◆ **Task to carry out**:
Print the records below word for word, keeping every line unchanged.

------ Material supplied

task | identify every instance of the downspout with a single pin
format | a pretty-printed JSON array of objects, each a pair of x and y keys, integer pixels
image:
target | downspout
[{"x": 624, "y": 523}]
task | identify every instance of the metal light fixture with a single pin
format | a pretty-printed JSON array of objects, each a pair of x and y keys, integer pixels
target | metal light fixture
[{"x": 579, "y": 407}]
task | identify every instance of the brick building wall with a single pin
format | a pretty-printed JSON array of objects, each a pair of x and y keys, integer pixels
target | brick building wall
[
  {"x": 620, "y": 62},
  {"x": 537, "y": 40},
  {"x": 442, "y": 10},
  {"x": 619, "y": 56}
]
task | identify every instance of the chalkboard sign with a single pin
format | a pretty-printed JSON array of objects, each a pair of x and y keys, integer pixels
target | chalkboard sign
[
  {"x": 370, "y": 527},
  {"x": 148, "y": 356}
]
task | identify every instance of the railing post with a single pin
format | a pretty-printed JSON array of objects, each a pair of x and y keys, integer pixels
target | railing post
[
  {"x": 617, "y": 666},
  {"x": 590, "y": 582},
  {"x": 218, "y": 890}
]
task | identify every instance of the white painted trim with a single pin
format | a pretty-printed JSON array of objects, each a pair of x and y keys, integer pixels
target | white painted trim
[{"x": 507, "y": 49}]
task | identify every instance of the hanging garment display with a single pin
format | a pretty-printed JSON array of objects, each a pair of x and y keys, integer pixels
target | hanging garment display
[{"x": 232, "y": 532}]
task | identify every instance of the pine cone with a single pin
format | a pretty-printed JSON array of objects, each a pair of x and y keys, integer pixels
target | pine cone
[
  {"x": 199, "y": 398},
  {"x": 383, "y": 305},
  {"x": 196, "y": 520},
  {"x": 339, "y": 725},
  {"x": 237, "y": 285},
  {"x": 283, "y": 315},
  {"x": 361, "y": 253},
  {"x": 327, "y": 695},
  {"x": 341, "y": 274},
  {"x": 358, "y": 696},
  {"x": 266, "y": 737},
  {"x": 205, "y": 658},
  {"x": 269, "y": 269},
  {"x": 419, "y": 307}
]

------------

◆ **Solution to this exercise**:
task | identify every instance of the downspout with a single pin
format | a pretty-printed JSON array of objects, each a pair of x and y keys, integer pixels
image:
target | downspout
[{"x": 624, "y": 523}]
task | identify every instance of the metal light fixture with a single pin
format | a pretty-printed JSON array of objects, each a pair of x and y keys, integer pixels
target | metal light fixture
[{"x": 579, "y": 407}]
task | identify every instance of the brick building wall with a single pin
format | a pretty-printed JSON array of objects, each a pair of x and y keys, integer pixels
target | brick building wall
[
  {"x": 620, "y": 62},
  {"x": 537, "y": 40},
  {"x": 442, "y": 10},
  {"x": 619, "y": 56}
]
task | identify every instance of the chalkboard sign with a single pin
format | a pretty-printed JSON array of objects, each a pair of x and y keys, integer pixels
target | chalkboard sign
[
  {"x": 370, "y": 527},
  {"x": 148, "y": 356}
]
task | identify every instance of the railing post with a single pin
format | a pretty-printed JSON array of objects, each a pair of x and y keys, integer pixels
target | railing post
[
  {"x": 617, "y": 666},
  {"x": 590, "y": 582},
  {"x": 218, "y": 890}
]
task | identify every instance of the white painted trim with a single pin
format | a pretty-printed JSON array of objects, each a pair of x and y keys, integer pixels
target | white painted trim
[{"x": 507, "y": 49}]
task | identify every instance of the hanging garment display with a single pin
format | a pretty-printed JSON array of objects, each a pair of x and y keys, integer pixels
target | hanging garment display
[{"x": 232, "y": 532}]
task | identify every instance of the pine cone with a single pin
format | a pretty-printed JSON array of objects, each a pair of x and y keys, integer pixels
target | pine cone
[
  {"x": 199, "y": 398},
  {"x": 383, "y": 305},
  {"x": 196, "y": 520},
  {"x": 339, "y": 725},
  {"x": 237, "y": 285},
  {"x": 283, "y": 315},
  {"x": 361, "y": 253},
  {"x": 327, "y": 695},
  {"x": 341, "y": 274},
  {"x": 358, "y": 696},
  {"x": 266, "y": 737},
  {"x": 205, "y": 658},
  {"x": 269, "y": 269},
  {"x": 419, "y": 307}
]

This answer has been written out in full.